• 本文:
ボンバルディア機事故におけるフェールセーフとは?

サイエンスポータルのレビュー記事(3/15)から。【 なぜフェールセーフが働かなかったか 】

朝日新聞15日朝刊の社説は、「緊急装置が働かないとは」という見出しで「今回、なぜフェールセーフが働かなかったのか」と疑問を呈している。

フェールセーフとは何か。同社説は「航空機のように、事故が起きれば人命に直結する機械には必ず『フェールセーフ』という仕組みが導入されている。装置の故障を最初から想定し、『次の手』を用意しておく設計思想である』という。

Web百科事典ウイキペディアを引いてみると、次のように説明されている。

「なんらかの装置、システムにおいて、誤操作、誤動作による障害が発生した場合、常に安全側に制御すること。またはそうなるような設計手法で信頼性設計のひとつ。これは装置やシステムは必ず故障する、あるいはユーザは必ず誤操作をするということを前提にしたものである」

とある。この朝日新聞の社説のフェールセーフに関する説明は、一般的な安全工学での説明とはちょっとずれているような気がするけど、どこから引っ張ってきたんだろう? asahi.comの3/15の社説の全文はこちら

本来のフェールセーフは、故障が原因で危険になることがないようにする設計思想であり、例えば、ストーブが転倒すると自動的に停止するとか、燃焼装置の燃料配管に取り付ける電磁弁は、停電のときには自動的に閉となるもの(ノーマルクローズ)を使用するとか、安全かどうかを検知するためのセンサーが故障したら自動的に装置が停止するように設計するというようなものだ。従って、今回のトラブルの場合、フェールセーフ設計というのは、油圧系が故障したら車輪が自動的に外に出るような設計ということになるだろうか。

朝日の社説に書かれている、故障に対して次の手を用意しておく設計思想は、「フォルトトレランス」(フォルトトレラント)と呼ばれる冗長化技術であり、飛行機で操縦用の油圧配管や電気系統を複数用意するような対策が該当する。一方、ウィキペディアのフェイルセーフに書かれている、ユーザーの誤操作に対する安全対策は、「フールプルーフ」と呼ばれるもので、重要なスイッチは間違って押してしまわないようにカバーを付けて、これを開けてからでなくては押せないようにする、というような例がある。

• 作業指示:
1) 下のエントリーをすべて依頼文ごと書き直し、回答に記された座標の数値をそれぞれ-6ずらしてください。画像は含めないでください。
2) 上のフェールセーフについての本文を、最後の文の後から書き継いでください。

• 元データ:

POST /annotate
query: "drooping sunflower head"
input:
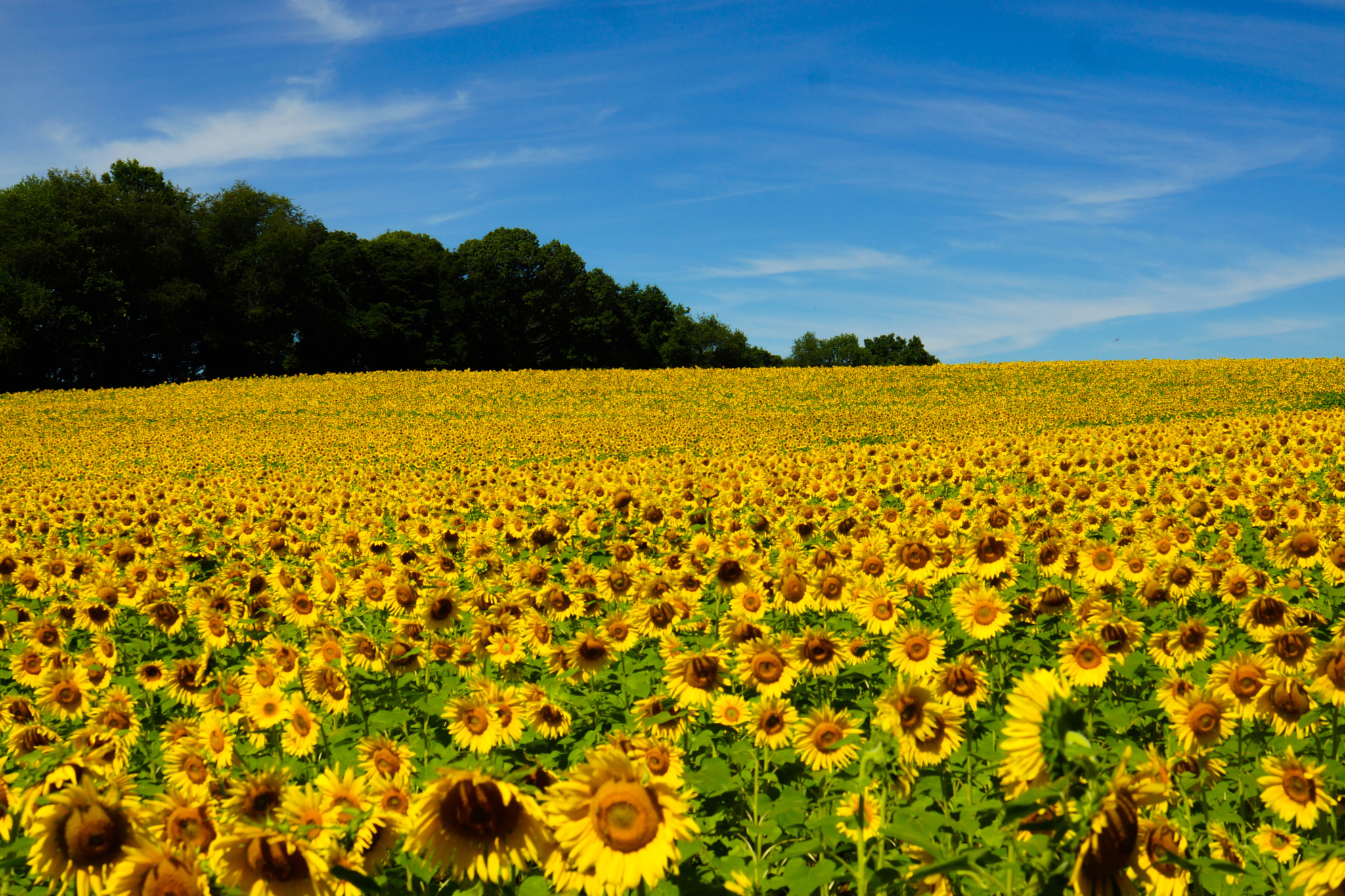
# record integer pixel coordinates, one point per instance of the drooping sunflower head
(613, 829)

• 回答:
1)
POST /annotate
query: "drooping sunflower head"
input:
# record integer pixel coordinates, one point per instance of the drooping sunflower head
(607, 823)

2)
この辺の安全性管理についての考え方や用語の意味については、Webラーニングプラザの、総合技術監理分野→日常活動の安全と製品の安全コース→システムの高信頼化のあたりに詳しく解説されている。このサイトは、サイエンスポータルと同じJST(科学技術振興機構)が運営しているのだから、用語の使用方法などは統一感が欲しいところだ。。

言葉の定義はともかくも、朝日新聞の社説やサイエンスポータルの記事の根底には、あらゆるトラブルに対して完璧な対策が用意されていなくてはならない、というような考え方が透けて見えるのだが、うがちすぎだろうか? サイエンスポータルでは、朝日新聞の社説を受ける形で、

では、今回のようなケースの場合、「フェールセーフを働かす」には、どのような手だてがあるものだろうか。
と問いかけ、今回問題のあった前輪格納部を2系統用意するとか、最悪の場合扉を爆薬で開くようにするなどの対策を考えて、いずれも現実的ではないと述べたのち、
「なぜフェールセーフが働かなかったのか」という問いに、どんな答えがあるのか。あるいは「なぜフェールセーフが働かなかったのか」といった問いとは別の所に、問題の本質があるのだろうか。
と結んでいる。いざという時のバックアップ装置も故障したという今回のような場合にも、さらに次の手を用意しようというのは、故障の可能性のある部品全てに三重・四重にもバックアップを用意する必要が出てくるわけで、著しく非現実的なのは間違いないだろう。そこで、定量的な解析の出番となる。

複雑なシステムの信頼性確保のためには、通常フォルトツリー解析(FTA)という手法が用いられる。これは、頂上事象(飛行機の場合、着陸失敗とか墜落とか)が起こる確率を、システムを構成する装置や人が起こす可能性のある個々のエラー(故障とか誤操作)の確率と、その因果関係から計算し、これが許容範囲に収まるように、システムを冗長化したり、誤操作防止対策をとったりする。

今回の場合であれば、前輪が油圧操作で下ろせなくなる事態や、手動操作で下ろせなくなる事態が、当初想定した故障確率と比べて著しく起き易くなっていたのではないか? という疑いがあるわけで、その場合、さらにフォルトトレランスによる冗長化を行うのと、そもそもの故障確率を小さくする対策のどちらが現実的かということを検討することになる。恐らくは、さらなる冗長化よりは、故障確率を小さくするための設計変更等が妥当な対策ということになるだろう。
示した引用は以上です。